Stored items

Start of Block

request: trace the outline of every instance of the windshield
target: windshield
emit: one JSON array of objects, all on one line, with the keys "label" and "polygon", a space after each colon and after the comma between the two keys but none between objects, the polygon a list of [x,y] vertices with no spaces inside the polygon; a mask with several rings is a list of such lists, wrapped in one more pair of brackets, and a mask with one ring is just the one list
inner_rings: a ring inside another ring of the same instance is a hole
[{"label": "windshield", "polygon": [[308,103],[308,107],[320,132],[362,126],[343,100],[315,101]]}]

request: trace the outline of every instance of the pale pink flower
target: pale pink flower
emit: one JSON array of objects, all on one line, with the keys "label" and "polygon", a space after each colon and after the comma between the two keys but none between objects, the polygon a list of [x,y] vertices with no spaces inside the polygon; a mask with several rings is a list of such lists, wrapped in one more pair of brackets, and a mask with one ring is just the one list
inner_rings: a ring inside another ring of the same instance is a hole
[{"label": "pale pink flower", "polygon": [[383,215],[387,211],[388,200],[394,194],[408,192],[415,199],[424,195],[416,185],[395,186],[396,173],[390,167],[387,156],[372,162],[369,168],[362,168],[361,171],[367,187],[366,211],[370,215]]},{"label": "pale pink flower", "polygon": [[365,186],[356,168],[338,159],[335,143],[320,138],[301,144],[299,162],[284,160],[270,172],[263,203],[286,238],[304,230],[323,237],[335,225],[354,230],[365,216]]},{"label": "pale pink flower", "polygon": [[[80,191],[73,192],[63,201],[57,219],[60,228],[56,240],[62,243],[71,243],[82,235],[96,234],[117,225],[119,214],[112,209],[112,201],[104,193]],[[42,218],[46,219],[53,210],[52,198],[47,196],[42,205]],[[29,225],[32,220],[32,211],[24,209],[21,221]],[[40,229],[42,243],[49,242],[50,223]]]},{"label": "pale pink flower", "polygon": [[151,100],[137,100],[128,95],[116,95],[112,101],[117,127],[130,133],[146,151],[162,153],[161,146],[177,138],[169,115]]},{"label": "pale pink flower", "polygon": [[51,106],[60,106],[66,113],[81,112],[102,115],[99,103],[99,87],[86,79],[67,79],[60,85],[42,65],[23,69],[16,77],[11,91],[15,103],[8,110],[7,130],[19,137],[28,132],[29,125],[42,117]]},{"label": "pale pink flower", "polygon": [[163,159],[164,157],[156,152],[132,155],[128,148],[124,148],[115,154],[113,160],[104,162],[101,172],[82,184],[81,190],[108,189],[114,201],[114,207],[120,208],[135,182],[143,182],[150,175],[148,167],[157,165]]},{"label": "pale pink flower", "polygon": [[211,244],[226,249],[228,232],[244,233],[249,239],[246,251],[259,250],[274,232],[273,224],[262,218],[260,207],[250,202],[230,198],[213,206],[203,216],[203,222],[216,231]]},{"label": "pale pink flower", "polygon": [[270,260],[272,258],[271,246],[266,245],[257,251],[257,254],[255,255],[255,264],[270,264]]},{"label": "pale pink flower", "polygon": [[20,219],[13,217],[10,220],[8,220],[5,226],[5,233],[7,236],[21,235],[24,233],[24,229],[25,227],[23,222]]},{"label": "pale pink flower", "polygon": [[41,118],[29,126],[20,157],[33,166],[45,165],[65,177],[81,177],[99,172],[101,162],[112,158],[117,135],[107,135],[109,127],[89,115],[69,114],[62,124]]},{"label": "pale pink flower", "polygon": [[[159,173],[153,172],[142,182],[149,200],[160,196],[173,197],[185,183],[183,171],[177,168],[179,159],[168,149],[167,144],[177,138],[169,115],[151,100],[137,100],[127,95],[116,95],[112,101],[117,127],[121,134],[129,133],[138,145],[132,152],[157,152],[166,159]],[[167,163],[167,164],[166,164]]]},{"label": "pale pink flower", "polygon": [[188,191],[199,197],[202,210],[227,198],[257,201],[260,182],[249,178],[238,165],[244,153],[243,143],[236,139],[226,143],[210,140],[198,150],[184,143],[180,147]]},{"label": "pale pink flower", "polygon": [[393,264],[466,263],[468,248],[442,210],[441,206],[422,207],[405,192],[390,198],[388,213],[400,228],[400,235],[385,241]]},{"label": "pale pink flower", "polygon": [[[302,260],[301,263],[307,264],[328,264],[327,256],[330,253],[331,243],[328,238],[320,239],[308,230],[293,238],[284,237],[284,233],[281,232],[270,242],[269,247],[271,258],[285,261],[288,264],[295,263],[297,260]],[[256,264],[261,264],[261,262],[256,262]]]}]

End of Block

[Action item] Reproduce every record, making sure each one stays exactly the same.

[Completed task]
request: trace the outline of every instance of the windshield
target: windshield
emit: one JSON array of objects, all on one line, with the keys "label" and "polygon", a space after each colon and after the comma between the two keys but none between objects, the polygon a list of [x,y] vertices with no spaces inside the polygon; a mask with several rings is a list of such lists, wrapped in one more pair of brackets, and a mask with one ring is just the one list
inner_rings: a ring inside another ring of the same instance is a hole
[{"label": "windshield", "polygon": [[308,103],[308,107],[320,132],[362,126],[343,100],[315,101]]}]

request: trace the outline of every instance of the pale pink flower
target: pale pink flower
emit: one JSON array of objects, all on one line, with the keys "label" and "polygon", a space after each colon and after the comma between the two keys but none between objects, the polygon a list of [x,y] vertices with no spaces inside the polygon; a mask with several rings is a list of such lists, wrapped in one more pair of brackets, and a mask with one ring is just the one list
inner_rings: a ring inside another ring of the same instance is a hole
[{"label": "pale pink flower", "polygon": [[383,215],[387,211],[388,200],[394,194],[408,192],[415,199],[424,195],[416,185],[395,186],[396,173],[390,167],[387,156],[372,162],[369,168],[362,168],[361,171],[367,187],[366,211],[370,215]]},{"label": "pale pink flower", "polygon": [[365,186],[356,168],[338,159],[335,143],[320,138],[301,144],[299,162],[284,160],[270,172],[263,203],[286,238],[304,230],[323,237],[335,225],[354,230],[365,216]]},{"label": "pale pink flower", "polygon": [[[80,191],[73,192],[63,201],[57,219],[60,228],[56,240],[62,243],[71,243],[82,235],[96,234],[117,225],[119,214],[112,209],[112,201],[104,193]],[[42,218],[46,219],[53,210],[52,198],[47,196],[42,205]],[[29,225],[32,220],[32,211],[24,209],[21,221]],[[40,229],[42,243],[49,242],[50,223]]]},{"label": "pale pink flower", "polygon": [[151,100],[137,100],[128,95],[116,95],[112,101],[117,127],[130,133],[146,151],[162,153],[161,146],[177,138],[169,115]]},{"label": "pale pink flower", "polygon": [[51,106],[60,106],[66,113],[81,112],[102,115],[99,103],[99,87],[86,79],[67,79],[60,85],[42,65],[23,69],[16,77],[11,91],[15,103],[8,110],[7,130],[19,137],[28,132],[29,125],[42,117]]},{"label": "pale pink flower", "polygon": [[163,159],[164,157],[156,152],[132,155],[128,148],[124,148],[115,154],[113,160],[104,162],[101,172],[82,184],[81,190],[108,189],[114,201],[114,207],[120,208],[135,182],[143,182],[150,175],[148,167],[157,165]]},{"label": "pale pink flower", "polygon": [[211,244],[226,249],[228,232],[244,233],[249,239],[246,251],[259,250],[274,232],[273,224],[262,218],[260,207],[250,202],[230,198],[213,206],[203,216],[203,222],[216,231]]},{"label": "pale pink flower", "polygon": [[270,260],[272,258],[271,246],[266,245],[257,251],[257,254],[255,255],[255,264],[270,264]]},{"label": "pale pink flower", "polygon": [[20,219],[13,217],[10,220],[8,220],[5,226],[5,233],[7,236],[21,235],[24,233],[24,229],[25,227],[23,222]]},{"label": "pale pink flower", "polygon": [[41,118],[29,126],[20,157],[33,166],[45,165],[65,177],[81,177],[99,172],[101,162],[112,158],[117,135],[107,135],[109,127],[89,115],[69,114],[62,124]]},{"label": "pale pink flower", "polygon": [[[159,173],[153,172],[142,182],[149,200],[160,196],[173,197],[185,183],[183,171],[177,168],[179,159],[168,149],[167,144],[177,138],[169,115],[151,100],[137,100],[127,95],[116,95],[112,101],[117,127],[121,134],[129,133],[138,145],[132,152],[157,152],[166,159]],[[167,163],[167,164],[166,164]]]},{"label": "pale pink flower", "polygon": [[188,191],[199,197],[202,210],[227,198],[257,201],[260,182],[249,178],[238,165],[244,153],[243,143],[236,139],[226,143],[210,140],[198,150],[184,143],[180,147]]},{"label": "pale pink flower", "polygon": [[393,264],[466,263],[468,248],[442,210],[441,206],[422,207],[405,192],[390,198],[388,213],[400,228],[400,235],[385,241]]},{"label": "pale pink flower", "polygon": [[[302,260],[301,263],[307,264],[328,264],[327,256],[330,253],[331,243],[328,238],[320,239],[308,230],[293,238],[284,237],[284,233],[281,232],[270,242],[269,247],[271,258],[285,261],[288,264],[295,263],[297,260]],[[256,264],[261,264],[261,262],[256,262]]]}]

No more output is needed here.